* Problem description:
When you reach the line containing "Target: blue street name sign" in the entries below, start writing out each line exactly, and stop after the line containing "[locate] bicycle spoke".

* Input for this task:
-=-=-=-=-

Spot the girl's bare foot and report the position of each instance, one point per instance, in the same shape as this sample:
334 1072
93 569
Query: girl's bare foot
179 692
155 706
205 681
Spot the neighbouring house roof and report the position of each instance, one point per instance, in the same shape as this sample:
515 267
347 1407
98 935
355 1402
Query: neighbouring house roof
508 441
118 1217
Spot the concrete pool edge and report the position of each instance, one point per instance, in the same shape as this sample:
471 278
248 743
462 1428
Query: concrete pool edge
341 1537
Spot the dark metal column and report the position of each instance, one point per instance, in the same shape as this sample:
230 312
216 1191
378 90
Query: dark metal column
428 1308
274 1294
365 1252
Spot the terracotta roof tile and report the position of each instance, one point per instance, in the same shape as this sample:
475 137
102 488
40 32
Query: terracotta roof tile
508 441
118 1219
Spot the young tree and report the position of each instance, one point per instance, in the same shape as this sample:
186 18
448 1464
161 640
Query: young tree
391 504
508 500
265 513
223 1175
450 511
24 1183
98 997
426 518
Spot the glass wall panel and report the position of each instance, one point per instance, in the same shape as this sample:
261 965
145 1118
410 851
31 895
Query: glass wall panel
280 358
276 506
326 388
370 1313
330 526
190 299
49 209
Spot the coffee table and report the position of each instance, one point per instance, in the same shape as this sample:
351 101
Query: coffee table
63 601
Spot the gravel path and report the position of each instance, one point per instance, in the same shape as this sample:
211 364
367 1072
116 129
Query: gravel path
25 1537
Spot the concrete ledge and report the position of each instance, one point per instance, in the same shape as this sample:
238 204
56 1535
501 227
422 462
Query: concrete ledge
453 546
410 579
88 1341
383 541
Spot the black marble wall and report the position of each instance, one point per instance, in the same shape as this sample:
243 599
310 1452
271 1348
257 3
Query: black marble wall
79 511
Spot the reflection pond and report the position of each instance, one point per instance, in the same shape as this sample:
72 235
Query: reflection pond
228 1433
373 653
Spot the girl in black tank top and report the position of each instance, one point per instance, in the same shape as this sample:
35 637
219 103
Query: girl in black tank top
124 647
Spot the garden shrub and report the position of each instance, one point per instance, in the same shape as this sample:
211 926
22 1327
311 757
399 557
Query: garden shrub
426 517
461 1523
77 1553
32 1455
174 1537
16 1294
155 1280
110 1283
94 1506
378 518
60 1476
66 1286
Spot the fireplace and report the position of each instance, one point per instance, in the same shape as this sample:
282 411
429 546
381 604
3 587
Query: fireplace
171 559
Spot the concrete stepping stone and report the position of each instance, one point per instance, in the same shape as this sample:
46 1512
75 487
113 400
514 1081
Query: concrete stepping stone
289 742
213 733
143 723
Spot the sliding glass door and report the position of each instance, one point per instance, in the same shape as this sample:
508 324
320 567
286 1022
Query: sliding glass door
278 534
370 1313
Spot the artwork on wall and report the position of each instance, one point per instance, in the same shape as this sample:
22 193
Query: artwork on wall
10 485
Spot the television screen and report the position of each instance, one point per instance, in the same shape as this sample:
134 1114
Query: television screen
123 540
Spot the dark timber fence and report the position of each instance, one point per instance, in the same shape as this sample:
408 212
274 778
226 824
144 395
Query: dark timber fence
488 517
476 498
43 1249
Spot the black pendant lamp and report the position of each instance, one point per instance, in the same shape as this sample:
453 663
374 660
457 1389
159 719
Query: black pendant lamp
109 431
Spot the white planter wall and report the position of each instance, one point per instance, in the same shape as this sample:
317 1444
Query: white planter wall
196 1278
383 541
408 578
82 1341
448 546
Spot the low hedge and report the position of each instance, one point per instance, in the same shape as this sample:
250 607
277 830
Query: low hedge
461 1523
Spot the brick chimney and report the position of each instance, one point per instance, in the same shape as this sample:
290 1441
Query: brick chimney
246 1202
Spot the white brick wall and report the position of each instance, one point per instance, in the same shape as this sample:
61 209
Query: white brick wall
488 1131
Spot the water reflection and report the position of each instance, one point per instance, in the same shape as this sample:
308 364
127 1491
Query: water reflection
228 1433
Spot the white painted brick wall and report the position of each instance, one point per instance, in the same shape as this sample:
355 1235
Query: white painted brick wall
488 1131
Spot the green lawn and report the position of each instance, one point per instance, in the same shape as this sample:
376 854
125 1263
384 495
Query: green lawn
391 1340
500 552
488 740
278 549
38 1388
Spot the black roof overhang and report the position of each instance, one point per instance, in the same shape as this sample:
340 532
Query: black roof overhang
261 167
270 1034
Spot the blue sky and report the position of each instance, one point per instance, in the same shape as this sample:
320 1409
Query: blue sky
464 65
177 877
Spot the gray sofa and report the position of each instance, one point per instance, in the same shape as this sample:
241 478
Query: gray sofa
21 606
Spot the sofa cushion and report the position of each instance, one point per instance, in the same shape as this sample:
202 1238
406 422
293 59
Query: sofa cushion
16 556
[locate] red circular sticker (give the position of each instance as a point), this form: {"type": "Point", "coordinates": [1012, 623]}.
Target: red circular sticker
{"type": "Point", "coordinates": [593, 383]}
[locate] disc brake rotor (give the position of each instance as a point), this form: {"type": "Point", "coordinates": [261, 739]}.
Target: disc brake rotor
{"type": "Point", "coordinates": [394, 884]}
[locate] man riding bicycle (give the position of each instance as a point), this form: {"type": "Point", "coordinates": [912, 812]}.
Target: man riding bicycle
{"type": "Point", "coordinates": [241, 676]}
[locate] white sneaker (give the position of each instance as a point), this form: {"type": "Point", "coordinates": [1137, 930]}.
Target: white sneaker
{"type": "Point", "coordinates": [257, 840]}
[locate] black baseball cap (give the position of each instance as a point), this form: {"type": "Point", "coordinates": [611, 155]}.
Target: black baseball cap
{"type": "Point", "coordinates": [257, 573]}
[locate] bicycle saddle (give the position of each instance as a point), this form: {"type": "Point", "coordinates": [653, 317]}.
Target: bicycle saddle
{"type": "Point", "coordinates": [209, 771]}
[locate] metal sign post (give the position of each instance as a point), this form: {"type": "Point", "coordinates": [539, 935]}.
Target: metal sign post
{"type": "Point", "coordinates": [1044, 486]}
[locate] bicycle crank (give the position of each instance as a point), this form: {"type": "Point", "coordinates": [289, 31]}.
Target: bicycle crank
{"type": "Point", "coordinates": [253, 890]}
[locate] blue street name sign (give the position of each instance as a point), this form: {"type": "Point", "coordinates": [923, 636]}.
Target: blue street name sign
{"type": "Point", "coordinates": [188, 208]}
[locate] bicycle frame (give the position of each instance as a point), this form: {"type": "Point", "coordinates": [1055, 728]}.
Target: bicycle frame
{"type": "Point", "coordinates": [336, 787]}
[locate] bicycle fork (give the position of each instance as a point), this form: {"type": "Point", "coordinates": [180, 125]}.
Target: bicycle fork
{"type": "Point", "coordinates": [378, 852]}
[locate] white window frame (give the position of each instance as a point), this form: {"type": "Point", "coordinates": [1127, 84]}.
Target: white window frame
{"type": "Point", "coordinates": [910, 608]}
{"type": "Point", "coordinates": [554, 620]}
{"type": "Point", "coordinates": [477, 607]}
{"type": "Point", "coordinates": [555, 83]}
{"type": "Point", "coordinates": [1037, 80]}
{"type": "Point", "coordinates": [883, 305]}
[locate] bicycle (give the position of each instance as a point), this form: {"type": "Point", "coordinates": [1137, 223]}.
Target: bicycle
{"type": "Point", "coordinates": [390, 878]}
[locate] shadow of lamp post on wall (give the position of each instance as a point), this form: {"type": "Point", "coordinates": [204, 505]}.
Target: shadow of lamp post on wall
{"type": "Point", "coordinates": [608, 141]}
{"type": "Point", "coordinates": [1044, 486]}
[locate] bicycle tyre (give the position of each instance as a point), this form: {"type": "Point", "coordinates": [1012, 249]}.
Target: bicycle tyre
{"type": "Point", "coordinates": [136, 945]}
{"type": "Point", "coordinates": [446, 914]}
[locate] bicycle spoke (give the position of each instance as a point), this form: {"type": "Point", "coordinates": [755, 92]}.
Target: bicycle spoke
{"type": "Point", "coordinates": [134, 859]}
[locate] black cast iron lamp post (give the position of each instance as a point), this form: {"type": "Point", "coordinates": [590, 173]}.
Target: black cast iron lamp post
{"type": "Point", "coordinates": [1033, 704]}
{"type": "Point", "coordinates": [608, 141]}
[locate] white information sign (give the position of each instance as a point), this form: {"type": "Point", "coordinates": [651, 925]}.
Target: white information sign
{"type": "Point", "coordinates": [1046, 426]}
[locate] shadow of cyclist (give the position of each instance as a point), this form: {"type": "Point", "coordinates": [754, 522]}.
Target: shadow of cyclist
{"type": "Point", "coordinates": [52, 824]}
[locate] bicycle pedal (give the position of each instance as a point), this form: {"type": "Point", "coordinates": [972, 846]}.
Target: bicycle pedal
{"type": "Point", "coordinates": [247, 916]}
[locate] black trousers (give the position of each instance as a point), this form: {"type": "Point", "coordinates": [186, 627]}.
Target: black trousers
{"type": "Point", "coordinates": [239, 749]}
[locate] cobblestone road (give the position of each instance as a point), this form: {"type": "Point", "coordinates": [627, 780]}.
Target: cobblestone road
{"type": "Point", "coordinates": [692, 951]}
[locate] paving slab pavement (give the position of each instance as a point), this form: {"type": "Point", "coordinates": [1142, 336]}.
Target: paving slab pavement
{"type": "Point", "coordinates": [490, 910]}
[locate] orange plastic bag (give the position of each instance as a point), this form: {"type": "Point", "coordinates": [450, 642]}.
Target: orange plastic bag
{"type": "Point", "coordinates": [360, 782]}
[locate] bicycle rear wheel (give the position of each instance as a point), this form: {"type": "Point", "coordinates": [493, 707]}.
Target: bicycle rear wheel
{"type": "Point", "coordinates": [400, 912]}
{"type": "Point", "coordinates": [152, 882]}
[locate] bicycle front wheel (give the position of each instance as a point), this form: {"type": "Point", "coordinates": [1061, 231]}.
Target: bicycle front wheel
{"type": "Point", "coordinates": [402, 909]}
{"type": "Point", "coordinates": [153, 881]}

-=-=-=-=-

* Your response:
Target: blue street name sign
{"type": "Point", "coordinates": [188, 208]}
[locate] bicycle frame (give the position of each instance as a point), this form: {"type": "Point", "coordinates": [1055, 728]}.
Target: bicycle frame
{"type": "Point", "coordinates": [336, 787]}
[locate] bicycle fork (give the position of each instance as a point), this form: {"type": "Point", "coordinates": [180, 125]}.
Target: bicycle fork
{"type": "Point", "coordinates": [378, 852]}
[locate] white window frame (give the position of each instance as a point), this form: {"type": "Point", "coordinates": [1127, 84]}.
Target: white window frame
{"type": "Point", "coordinates": [910, 608]}
{"type": "Point", "coordinates": [554, 620]}
{"type": "Point", "coordinates": [477, 607]}
{"type": "Point", "coordinates": [555, 83]}
{"type": "Point", "coordinates": [1037, 80]}
{"type": "Point", "coordinates": [883, 305]}
[locate] bicycle (give the position of each instance as a point), this form: {"type": "Point", "coordinates": [1137, 223]}.
Target: bicycle
{"type": "Point", "coordinates": [390, 878]}
[locate] shadow of lamp post on wall (give the position of each instance as a point), this form: {"type": "Point", "coordinates": [204, 505]}.
Target: shadow of lamp post on wall
{"type": "Point", "coordinates": [608, 141]}
{"type": "Point", "coordinates": [1044, 486]}
[locate] bicycle tyre (give the position of each instance as a point), this form: {"type": "Point", "coordinates": [1012, 249]}.
Target: bicycle tyre
{"type": "Point", "coordinates": [136, 945]}
{"type": "Point", "coordinates": [446, 914]}
[locate] bicycle spoke (give the position of each instance as a point), this form: {"type": "Point", "coordinates": [755, 92]}.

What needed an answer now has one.